[Lines of data]
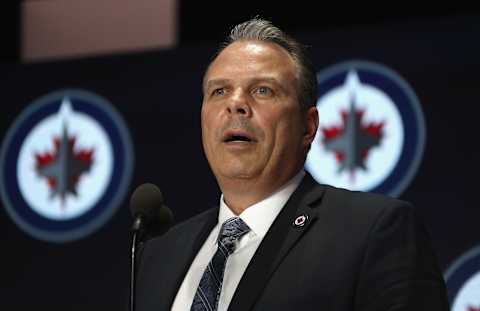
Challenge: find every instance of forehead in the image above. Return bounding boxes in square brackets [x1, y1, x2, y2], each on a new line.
[203, 41, 297, 86]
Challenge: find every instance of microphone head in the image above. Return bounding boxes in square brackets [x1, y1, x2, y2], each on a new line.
[130, 183, 173, 231]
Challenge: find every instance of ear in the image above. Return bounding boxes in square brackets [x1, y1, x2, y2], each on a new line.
[303, 106, 318, 146]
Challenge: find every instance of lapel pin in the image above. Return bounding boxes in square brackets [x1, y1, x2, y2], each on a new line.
[293, 214, 308, 227]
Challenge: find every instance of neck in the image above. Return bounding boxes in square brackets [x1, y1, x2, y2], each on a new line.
[219, 170, 299, 215]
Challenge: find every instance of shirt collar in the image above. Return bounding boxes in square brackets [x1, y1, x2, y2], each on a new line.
[218, 169, 305, 238]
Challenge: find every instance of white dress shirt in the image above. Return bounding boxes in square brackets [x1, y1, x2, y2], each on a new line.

WRITTEN PROBLEM: Can you copy out each line of the items above unchanged, leaving out the pictures?

ANSWER TO THIS PROBLEM:
Challenge: find every instance of forehead in the image above. Return bounding boxes in square brackets [x1, y1, x2, y2], each on a new line.
[203, 41, 297, 86]
Challenge: find every instance of microphone head in the image above. Return bounding boxes in square brackets [x1, y1, x2, y2], each on a new line.
[130, 183, 173, 231]
Challenge: find every instance of ear in the image above. Return bounding boxes in square brackets [x1, y1, x2, y2], each on a new line.
[303, 106, 318, 146]
Challenge: find every instance of lapel pin in the image above. Return bounding boxes in square brackets [x1, y1, x2, y2], each on a new line.
[293, 214, 308, 227]
Challenge: find every instance of neck in the image above. Return bounding boxes in square brackets [x1, y1, x2, y2], each on a new line.
[219, 170, 299, 215]
Challenge: find every instance of shirt collar in the image above. Return bounding boxes in square brackets [x1, y1, x2, y2], each on a new line.
[218, 169, 305, 238]
Challenge: find every instance of white dress shirt in the image above. Return bounding boxes in square brackets [x1, y1, x2, y2], each on a new line.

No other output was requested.